Saved entries:
------------------------------------------------------------------------
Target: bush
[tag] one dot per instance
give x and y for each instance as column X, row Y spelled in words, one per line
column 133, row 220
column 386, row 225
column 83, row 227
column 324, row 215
------------------------------------------------------------------------
Your assignment » Set down each line exactly as it appears in the data.

Solution below »
Target: bush
[tag] one dot per instance
give x and y for each instance as column X, row Y spelled in words, one per line
column 133, row 220
column 386, row 225
column 83, row 227
column 324, row 215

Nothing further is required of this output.